# TASK:
Each record must be copied in full and unchanged; any image it holds is excluded.

# INPUT DATA:
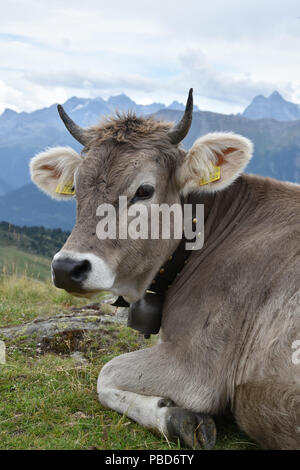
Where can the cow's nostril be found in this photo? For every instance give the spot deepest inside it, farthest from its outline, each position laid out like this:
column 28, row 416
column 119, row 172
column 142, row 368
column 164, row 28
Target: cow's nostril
column 69, row 274
column 79, row 272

# RESPONSE:
Where can the cow's nostril be found in this photo? For every instance give the spot deepest inside it, farthest from its outline, each position laid out like this:
column 28, row 416
column 119, row 172
column 142, row 368
column 164, row 28
Target: cow's nostril
column 69, row 274
column 79, row 272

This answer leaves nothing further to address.